TEXTE ÉTUDIÉ
La Cour EDH conclut ensuite à la non violation de l’article 8. Si l’intervention des policiers constitue une ingérence dans l’exercice des droits garantis par cet article, cette dernière est justifiée. Les policiers sont intervenus sur la base du régime de l’enquête de flagrance, pour mettre fin à la situation dangereuse dans laquelle se trouvait la mère du requérant et de l’interpeller pour l’entendre sur les faits : l’ingérence est donc prévue par la loi, poursuit un but légitime et est nécessaire dans une société démocratique.

Enfin, la Cour EDH conclut à une violation de l’article 5§5. Elle considère que M. Jarrand n’a pas eu accès à un recours en réparation adéquat, les juridictions internes ne s’étant pas prononcées sur le respect de l’article 5§1 alors même que le requérant l’avait inclus dans ses pourvois.

IV. – Portée

Sur la violation de l’article 5§ 1, le droit français avait anticipé cette condamnation et modifié la législation en vigueur en amont. La décision n°2010-14/22 QPC du 30 juillet 2010 du Conseil constitutionnel a été rendue peu de temps après les faits de l’affaire, déclarant les articles anciens 62, 63, 63-1, 63-4 alinéas 1 à 6 et 77 du code de procédure pénale contraires à la Constitution. Suite à cela, la loi n° 2011-392 du 14 avril 2011 a modifié le code de procédure pénale, et le Conseil constitutionnel a déclaré la nouvelle rédaction de l’article 62  conforme à la Constitution (déc. n°2011-191/194/195/196/197 QPC, 18 nov. 2011), précisant qu’on ne peut entendre une personne qui a possiblement commis ou tenté de commettre une infraction en dehors du régime de la garde à vue que si cette personne se soumet à une audition sans contrainte. 

Si le droit français avait anticipé cette condamnation, l’affaire Ursulet c. France laissait pourtant planer un doute. La Cour EDH avait conclu à la non violation de l’article 5 §1 alors qu’un homme avait été arrêté, emmené au poste, menotté puis interrogé, la rétention de ce dernier ayant duré une heure et vingt-cinq minutes. Cette privation de liberté s’était déroulée « selon les voies légales », sur le fondement de l’article 62 du code de procédure pénale, dans sa version applicable du 10 mars 2004 au 1er juin 2011. Les faits, similaires à ceux de notre affaire, n’ont cependant pas suffi pour que la Cour EDH rende le même verdict, cette dernière estimant qu’à l’époque des faits et suite aux divers décisions du Conseil constitutionnel, il existait « une exigence de niveau constitutionnel » selon laquelle le requérant aurait dû « pouvoir bénéficier des garanties particulières liées au placement en garde à vue » (§66), ce qui n’a pas été le cas.

ENTRÉES FOURNIES
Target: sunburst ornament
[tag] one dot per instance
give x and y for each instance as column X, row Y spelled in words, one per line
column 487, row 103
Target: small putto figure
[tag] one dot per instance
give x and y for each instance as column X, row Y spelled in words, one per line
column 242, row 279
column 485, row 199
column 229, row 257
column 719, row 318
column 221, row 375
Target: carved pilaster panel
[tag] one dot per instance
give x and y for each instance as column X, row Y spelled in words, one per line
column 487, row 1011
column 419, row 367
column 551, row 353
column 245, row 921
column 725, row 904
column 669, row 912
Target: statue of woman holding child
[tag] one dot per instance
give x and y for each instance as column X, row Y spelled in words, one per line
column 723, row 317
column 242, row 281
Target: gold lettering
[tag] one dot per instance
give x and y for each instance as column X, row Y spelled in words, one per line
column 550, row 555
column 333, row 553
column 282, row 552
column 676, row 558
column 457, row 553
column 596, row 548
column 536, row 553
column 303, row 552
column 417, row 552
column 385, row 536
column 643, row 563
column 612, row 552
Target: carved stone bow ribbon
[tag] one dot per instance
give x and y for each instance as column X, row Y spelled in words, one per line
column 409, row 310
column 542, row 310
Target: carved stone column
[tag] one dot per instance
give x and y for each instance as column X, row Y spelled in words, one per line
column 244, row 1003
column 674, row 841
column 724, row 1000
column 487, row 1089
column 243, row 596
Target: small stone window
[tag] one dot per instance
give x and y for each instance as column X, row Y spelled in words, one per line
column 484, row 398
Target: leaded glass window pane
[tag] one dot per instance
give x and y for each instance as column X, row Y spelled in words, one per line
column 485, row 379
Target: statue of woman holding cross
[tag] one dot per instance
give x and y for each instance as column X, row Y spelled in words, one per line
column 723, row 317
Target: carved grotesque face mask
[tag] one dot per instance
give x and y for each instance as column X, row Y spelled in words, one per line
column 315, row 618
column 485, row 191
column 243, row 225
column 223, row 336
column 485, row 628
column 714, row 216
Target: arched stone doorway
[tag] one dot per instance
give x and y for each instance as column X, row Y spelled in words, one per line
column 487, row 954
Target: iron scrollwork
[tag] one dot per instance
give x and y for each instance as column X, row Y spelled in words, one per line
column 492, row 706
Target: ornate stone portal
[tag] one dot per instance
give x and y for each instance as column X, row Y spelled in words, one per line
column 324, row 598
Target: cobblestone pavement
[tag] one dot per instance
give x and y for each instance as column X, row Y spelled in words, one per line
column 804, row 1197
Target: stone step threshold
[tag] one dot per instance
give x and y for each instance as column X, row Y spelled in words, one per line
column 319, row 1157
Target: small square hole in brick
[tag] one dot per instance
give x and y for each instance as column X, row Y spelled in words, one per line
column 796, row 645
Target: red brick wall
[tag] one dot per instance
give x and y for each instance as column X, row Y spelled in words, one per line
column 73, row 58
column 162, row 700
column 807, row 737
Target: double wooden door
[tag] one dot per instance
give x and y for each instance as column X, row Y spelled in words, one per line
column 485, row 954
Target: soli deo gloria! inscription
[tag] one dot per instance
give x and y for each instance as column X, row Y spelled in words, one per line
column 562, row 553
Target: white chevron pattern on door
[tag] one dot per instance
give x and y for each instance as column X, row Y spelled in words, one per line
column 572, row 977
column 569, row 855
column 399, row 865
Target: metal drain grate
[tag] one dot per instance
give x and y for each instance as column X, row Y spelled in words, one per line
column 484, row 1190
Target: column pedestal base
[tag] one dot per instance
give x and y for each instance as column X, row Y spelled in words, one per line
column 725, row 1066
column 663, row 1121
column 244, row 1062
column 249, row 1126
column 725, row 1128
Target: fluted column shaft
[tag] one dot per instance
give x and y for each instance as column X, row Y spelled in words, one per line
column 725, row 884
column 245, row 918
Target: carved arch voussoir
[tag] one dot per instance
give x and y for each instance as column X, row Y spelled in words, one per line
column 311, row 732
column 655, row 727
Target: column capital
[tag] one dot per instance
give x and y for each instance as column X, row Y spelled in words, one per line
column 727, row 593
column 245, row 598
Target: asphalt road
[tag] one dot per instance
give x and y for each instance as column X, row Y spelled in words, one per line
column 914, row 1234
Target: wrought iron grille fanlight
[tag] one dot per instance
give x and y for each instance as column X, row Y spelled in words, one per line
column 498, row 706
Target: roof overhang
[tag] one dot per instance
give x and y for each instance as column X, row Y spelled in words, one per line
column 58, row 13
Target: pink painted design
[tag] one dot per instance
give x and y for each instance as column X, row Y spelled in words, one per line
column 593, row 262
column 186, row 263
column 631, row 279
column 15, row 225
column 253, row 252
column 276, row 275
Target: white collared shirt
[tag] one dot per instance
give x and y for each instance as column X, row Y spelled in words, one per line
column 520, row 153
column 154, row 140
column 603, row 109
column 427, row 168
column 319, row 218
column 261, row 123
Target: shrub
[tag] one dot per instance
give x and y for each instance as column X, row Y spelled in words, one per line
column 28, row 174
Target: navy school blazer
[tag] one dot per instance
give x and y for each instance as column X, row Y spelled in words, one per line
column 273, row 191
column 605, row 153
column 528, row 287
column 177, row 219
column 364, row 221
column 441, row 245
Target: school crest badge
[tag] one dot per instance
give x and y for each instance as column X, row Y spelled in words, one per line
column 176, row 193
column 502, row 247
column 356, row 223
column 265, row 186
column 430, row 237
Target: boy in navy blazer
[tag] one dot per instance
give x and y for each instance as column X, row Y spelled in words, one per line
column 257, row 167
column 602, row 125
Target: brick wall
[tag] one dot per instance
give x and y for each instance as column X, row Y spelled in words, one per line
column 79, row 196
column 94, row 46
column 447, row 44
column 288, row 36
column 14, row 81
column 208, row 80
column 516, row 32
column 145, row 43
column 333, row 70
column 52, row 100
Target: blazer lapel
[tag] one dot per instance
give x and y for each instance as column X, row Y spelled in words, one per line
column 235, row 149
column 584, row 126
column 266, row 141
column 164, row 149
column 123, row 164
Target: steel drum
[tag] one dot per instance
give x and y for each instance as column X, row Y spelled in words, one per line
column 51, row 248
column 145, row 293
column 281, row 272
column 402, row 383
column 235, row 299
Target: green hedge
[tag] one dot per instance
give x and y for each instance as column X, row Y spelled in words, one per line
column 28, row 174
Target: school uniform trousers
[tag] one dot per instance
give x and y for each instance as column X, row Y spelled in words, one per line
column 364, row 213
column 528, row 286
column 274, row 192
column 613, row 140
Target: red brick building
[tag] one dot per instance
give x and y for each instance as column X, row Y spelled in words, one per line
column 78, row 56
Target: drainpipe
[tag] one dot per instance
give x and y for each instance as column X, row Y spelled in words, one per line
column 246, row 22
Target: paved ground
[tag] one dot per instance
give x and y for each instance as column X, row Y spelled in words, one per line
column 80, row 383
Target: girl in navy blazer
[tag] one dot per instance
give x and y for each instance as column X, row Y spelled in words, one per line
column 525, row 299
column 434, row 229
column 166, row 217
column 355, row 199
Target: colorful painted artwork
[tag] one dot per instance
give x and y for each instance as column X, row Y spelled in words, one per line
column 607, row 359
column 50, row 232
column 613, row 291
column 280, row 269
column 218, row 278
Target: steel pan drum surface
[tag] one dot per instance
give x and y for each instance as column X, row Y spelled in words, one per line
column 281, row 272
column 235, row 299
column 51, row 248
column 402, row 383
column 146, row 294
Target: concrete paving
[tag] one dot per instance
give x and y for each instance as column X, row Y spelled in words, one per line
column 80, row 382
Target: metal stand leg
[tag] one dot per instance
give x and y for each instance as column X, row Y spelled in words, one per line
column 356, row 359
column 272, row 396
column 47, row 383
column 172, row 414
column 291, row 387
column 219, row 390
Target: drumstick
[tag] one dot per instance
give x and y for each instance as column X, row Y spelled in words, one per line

CONSIGNES
A – D'après le texte sur l'affaire Jarrand, pourquoi la Cour EDH conclut-elle à une violation de l'article 5§5 ?
B – Résumez en trois phrases le texte sur l'affaire Jarrand.
C – Poursuivez le texte sur l'affaire Jarrand après sa dernière phrase.

RÉSULTATS ATTENDUS
A – La Cour EDH estime que M. Jarrand n'a pas eu accès à un recours en réparation adéquat. En effet, les juridictions internes ne se sont pas prononcées sur le respect de l'article 5§1, alors que le requérant l'avait inclus dans ses pourvois.

B – La Cour EDH juge justifiée, au regard de l'article 8, l'intervention des policiers, mais conclut à une violation de l'article 5§5, faute de recours en réparation adéquat pour M. Jarrand. Sur l'article 5§1, le droit français avait anticipé la condamnation : après la décision QPC du 30 juillet 2010, la loi du 14 avril 2011 a modifié le code de procédure pénale, et le nouvel article 62 a été déclaré conforme à la Constitution. L'affaire Ursulet c. France laissait pourtant planer un doute, car la Cour EDH n'y avait pas retenu de violation de l'article 5§1 pour des faits similaires.

C –
Enfin, pour prononcer une violation de l’article 5§5, «  il doit être établi que le constat de violation d’un des autres paragraphes de l’article 5 ne pouvait, avant l’arrêt concerné de la Cour, ni ne peut, après cet arrêt, donner lieu à une demande d’indemnité devant les juridictions nationales » (§93). En l’espèce, le requérant aurait pu faire ladite demande par le biais de l’article L. 141-1 du COJ, rendant alors la requête irrecevable sur ce point. Cependant, la Cour EDH n’est pas de cet avis, faisant alors évoluer sa jurisprudence sur ce point en précisant que les juridictions saisies par le requérant ont omis d’examiner la question de la conformité de sa détention à l’article 5§1 de la CEDH, entraînant alors une violation de l’article 5§5, « sans qu’il soit besoin de trancher la question de savoir si l’article L. 141-1 du COJ aurait permis de respecter les exigences de cette disposition » (§97). Si la Cour EDH permet au requérant d’obtenir une réparation au titre de l’article 5§5 de la CEDH, cette dernière reste tout de même insuffisante (3000 euros), comme le relève la juge Mourou-Vikström dans son opinion en partie dissidente.